## Requirements
Recast the stretch of items below, from the line containing "Pinpoint sky in" through the line containing "103, 309, 136]]", as a numbered list, with any blank lines omitted.

## Input
══════════════════════════════
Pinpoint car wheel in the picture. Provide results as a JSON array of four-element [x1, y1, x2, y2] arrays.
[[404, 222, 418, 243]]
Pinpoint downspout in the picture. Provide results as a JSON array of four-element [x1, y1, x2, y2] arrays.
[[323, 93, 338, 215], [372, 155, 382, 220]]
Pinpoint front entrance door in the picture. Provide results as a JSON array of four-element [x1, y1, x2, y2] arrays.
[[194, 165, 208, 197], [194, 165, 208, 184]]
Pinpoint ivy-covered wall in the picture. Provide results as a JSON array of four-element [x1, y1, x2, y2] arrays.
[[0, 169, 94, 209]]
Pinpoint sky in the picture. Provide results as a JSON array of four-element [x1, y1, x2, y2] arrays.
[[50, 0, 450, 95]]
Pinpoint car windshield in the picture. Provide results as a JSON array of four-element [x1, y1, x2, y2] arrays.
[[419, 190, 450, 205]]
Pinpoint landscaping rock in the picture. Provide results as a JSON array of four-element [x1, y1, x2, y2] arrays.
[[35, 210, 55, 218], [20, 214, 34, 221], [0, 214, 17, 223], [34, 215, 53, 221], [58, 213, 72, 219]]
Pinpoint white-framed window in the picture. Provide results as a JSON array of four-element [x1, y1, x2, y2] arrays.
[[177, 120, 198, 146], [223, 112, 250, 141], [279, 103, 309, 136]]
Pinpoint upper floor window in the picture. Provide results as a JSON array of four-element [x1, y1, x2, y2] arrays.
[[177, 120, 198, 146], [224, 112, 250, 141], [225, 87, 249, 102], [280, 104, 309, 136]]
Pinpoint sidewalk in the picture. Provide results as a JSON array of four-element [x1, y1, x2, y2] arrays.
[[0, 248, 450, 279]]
══════════════════════════════
## The output
1. Pinpoint sky in the picture. Provide results as a JSON array of four-element [x1, y1, x2, y2] arrays.
2. [[50, 0, 450, 95]]
3. Pinpoint car windshield in the picture. Provide results as a JSON array of four-element [x1, y1, x2, y2] arrays.
4. [[419, 190, 450, 205]]
5. Pinpoint landscaping rock in the picture. Provide results as a JSON array of four-element [x1, y1, x2, y2] arrays.
6. [[35, 210, 55, 218], [20, 214, 34, 221], [0, 214, 17, 223], [34, 215, 53, 221], [58, 213, 72, 219]]
7. Pinpoint white-framed window in the picture. Provide results as a JSON array of four-element [x1, y1, x2, y2] arrays.
8. [[177, 120, 198, 146], [223, 112, 250, 141], [279, 103, 309, 136]]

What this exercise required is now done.